Reproduce every entry exactly as shown.

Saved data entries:
▶

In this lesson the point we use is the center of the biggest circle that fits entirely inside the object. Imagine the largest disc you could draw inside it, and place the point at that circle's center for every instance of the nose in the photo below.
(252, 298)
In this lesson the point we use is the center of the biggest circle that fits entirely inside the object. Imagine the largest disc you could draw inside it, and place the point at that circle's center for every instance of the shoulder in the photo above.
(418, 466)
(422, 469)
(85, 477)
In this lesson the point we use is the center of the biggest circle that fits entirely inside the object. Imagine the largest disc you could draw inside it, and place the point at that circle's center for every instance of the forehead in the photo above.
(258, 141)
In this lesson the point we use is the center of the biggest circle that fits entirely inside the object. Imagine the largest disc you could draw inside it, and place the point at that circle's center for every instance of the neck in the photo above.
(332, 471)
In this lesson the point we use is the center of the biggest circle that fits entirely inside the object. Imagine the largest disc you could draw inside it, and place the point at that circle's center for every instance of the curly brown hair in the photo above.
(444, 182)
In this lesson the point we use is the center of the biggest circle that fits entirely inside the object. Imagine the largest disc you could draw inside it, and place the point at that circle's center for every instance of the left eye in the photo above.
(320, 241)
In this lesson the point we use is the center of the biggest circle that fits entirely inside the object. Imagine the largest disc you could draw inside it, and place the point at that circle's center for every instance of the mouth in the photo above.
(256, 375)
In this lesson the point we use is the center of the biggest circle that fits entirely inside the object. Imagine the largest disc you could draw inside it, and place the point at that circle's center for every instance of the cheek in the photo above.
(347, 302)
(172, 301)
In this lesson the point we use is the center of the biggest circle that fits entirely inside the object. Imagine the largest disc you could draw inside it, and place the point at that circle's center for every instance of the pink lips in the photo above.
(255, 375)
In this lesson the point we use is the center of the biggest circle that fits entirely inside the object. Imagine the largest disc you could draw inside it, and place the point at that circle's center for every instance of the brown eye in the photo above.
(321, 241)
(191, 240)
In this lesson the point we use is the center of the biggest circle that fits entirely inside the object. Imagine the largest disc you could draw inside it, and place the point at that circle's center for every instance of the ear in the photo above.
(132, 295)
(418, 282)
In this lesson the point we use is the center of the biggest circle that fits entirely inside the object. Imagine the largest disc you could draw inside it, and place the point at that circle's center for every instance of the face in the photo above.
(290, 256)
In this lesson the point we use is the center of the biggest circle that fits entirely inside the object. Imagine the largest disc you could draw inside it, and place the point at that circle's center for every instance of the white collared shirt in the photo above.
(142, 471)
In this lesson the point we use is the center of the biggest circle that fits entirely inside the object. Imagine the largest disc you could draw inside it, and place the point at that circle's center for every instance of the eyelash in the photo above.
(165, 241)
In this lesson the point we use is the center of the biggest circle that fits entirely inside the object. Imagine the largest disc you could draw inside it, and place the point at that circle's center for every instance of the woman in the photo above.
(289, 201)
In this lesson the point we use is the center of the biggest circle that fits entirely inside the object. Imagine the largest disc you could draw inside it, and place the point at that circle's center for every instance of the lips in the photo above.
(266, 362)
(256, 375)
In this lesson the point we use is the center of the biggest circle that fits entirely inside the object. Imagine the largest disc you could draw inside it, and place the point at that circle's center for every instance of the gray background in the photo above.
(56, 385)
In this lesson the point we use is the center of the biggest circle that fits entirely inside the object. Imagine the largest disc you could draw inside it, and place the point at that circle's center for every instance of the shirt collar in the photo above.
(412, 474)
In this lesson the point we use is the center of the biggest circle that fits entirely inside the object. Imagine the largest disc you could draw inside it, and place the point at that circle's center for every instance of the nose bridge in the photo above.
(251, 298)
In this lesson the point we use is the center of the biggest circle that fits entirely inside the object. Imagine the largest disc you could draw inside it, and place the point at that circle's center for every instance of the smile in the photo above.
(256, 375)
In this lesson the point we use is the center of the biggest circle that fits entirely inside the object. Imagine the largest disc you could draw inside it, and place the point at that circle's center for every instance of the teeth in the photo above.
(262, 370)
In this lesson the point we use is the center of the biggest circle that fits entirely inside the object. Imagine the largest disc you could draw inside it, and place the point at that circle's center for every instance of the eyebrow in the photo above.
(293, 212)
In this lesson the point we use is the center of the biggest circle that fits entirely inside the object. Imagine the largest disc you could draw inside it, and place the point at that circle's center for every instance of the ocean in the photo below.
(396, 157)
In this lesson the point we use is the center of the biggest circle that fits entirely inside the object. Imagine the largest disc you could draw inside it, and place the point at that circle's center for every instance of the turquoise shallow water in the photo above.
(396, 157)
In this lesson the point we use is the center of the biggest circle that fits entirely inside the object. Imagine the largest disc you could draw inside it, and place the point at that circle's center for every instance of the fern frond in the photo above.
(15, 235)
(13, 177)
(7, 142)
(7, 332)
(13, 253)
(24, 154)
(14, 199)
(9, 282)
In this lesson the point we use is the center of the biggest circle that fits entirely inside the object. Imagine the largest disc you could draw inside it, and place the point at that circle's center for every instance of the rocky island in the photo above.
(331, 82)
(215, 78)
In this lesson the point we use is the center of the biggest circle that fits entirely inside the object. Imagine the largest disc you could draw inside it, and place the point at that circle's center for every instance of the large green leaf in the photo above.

◀

● **REPLY**
In this lesson the point we use is the center of the biggest circle that fits entirely inside the object. Imagine the largest disc you could draw inside it, and place the point at that circle's center for every instance of the nose in the photo below.
(252, 298)
In this lesson the point we use is the center of the biggest circle that fits entirely inside the object. Imagine the largest disc you could draw inside it, and place the point at that circle's center for every instance of the shoulder in the photo above.
(418, 466)
(422, 469)
(85, 477)
In this lesson the point we use is the center of the biggest circle that fits entirely inside the object. Imagine the largest disc you could draw inside it, and place the point at that circle's center for every instance of the forehead in the photo above.
(258, 141)
In this lesson the point we use is the center of the biggest circle that fits entirely inside the object. Imagine the largest disc you could draw inside it, and place the point at that circle's center for every instance of the neck in the photo above.
(332, 471)
In this lesson the point we use is the center of the biggest circle that fits entirely inside the object. Imagine the largest disc you could draw inside it, and place the point at that circle's center for every instance of the curly brown hair in the photo above.
(444, 182)
In this lesson the point we use is the center of the biggest circle that fits entirely inside the object. Imagine the largest disc you could draw inside it, and place the point at that circle's center for every instance of the left eye in the photo above.
(320, 241)
In this lesson the point we use is the center of the biggest circle that fits entirely inside the object. Imagine the largest disc you could draw inside it, and place the point at that circle's center for every instance of the mouth in the photo above.
(256, 375)
In this lesson the point we use is the center of the biggest circle that fits entirely inside the object. Imagine the largest disc you could draw inside it, and place the point at that circle's center for every instance of the cheek in the photo above.
(347, 302)
(172, 301)
In this lesson the point we use is the center of the biggest circle that fits entirely inside the object. Imagine the largest disc you could draw inside it, and place the point at that circle's center for every instance of the pink lips in the photo above.
(255, 375)
In this lesson the point we use is the center of the biggest circle that fits entirely inside the object. Imagine the largest disc you could draw inside it, and place the point at that circle's center for every instance of the brown eye in the photo above.
(321, 241)
(191, 240)
In this lesson the point we use is the center of the biggest circle that fits entirely inside the object. Imagine the largest disc you could draw inside it, and place the point at that circle's center for every instance of the ear in the photo above.
(132, 295)
(418, 282)
In this lesson the point we use is the center of the biggest circle that fits entirely inside the object. Imagine the largest disc you could draw inside it, and place the point at that circle's center for every instance of the face in the photo above.
(290, 256)
In this lesson the point we use is the center of the biggest circle that fits entirely inside the object. Imagine the largest disc you could draw inside it, and place the point at that circle's center for every instance of the white collared shirt in the photo above.
(142, 471)
In this lesson the point we use is the center of the biggest circle that fits entirely inside the object. Imagine the largest disc you could draw inside it, and place the point at that circle's center for every instance of the eyelash in the photo above.
(165, 241)
In this lesson the point we use is the center of the biggest circle that fits entirely inside the object. Imagine the largest disc you could draw inside it, and place the point at that circle's center for every instance of the woman in the photo above.
(289, 201)
In this lesson the point we use is the center of the biggest circle that fits entirely inside the object. Imagine the largest disc you could draw inside it, and place the point at that circle's center for every instance of the lips in the photo above.
(266, 362)
(256, 375)
In this lesson the point we use is the center of the biggest circle that fits entirely inside the object. Imagine the largest disc you could draw inside it, and place the point at that circle's center for every instance of the gray background in the photo above.
(56, 385)
In this lesson the point we use is the center of the biggest circle that fits entirely inside the object. Imagine the largest disc you could draw inside it, and place the point at that circle's center for every instance of the shirt collar in the photo above.
(412, 474)
In this lesson the point we use is the center of the biggest circle that fits entirely inside the object. Imagine the largest disc you could draw inside it, and place the point at that circle's center for every instance of the nose bridge in the photo above.
(251, 298)
In this lesson the point we use is the center of the biggest circle that fits entirely inside the object. Imagine the largest disc you could draw inside it, and place the point at that circle's center for every instance of the smile in the photo above.
(256, 375)
In this lesson the point we use is the center of the biggest circle that fits entirely inside the object. Imagine the largest disc you could draw inside it, and place the point at that circle's center for every instance of the teeth in the photo above.
(262, 370)
In this lesson the point we use is the center of the biggest circle that fits entirely inside the object. Imagine the largest disc you could draw inside it, and place the point at that circle's center for every instance of the eyebrow in the photo above.
(293, 212)
In this lesson the point we use is the center of the biggest circle that fits entirely inside the object. Imagine the largest disc you could draw inside it, and place the point at that circle's center for every instance of the ocean in the photo below.
(396, 157)
In this lesson the point we use is the center of the biggest circle that fits entirely inside the object. Imagine the largest disc you could draw inside it, and place the point at that circle's center for every instance of the turquoise shallow water in the photo above.
(396, 157)
In this lesson the point we use is the center of the biggest circle that fits entirely inside the object. Imagine the largest disc you could draw inside it, and place the point at that circle's center for every instance of the fern frond in the photo above.
(15, 235)
(13, 177)
(7, 142)
(7, 332)
(13, 253)
(24, 154)
(14, 199)
(9, 282)
In this lesson the point we use is the center of the biggest circle that fits entirely inside the object. Imagine the largest disc you could draw inside it, and place the point at that circle's center for every instance of the rocky island in the photo above.
(331, 82)
(215, 78)
In this lesson the point we use is the center of the biggest circle that fits entirely inside the object. Imagine the largest disc you could draw inside it, and place the point at that circle's center for every instance of the large green leaf in the photo above.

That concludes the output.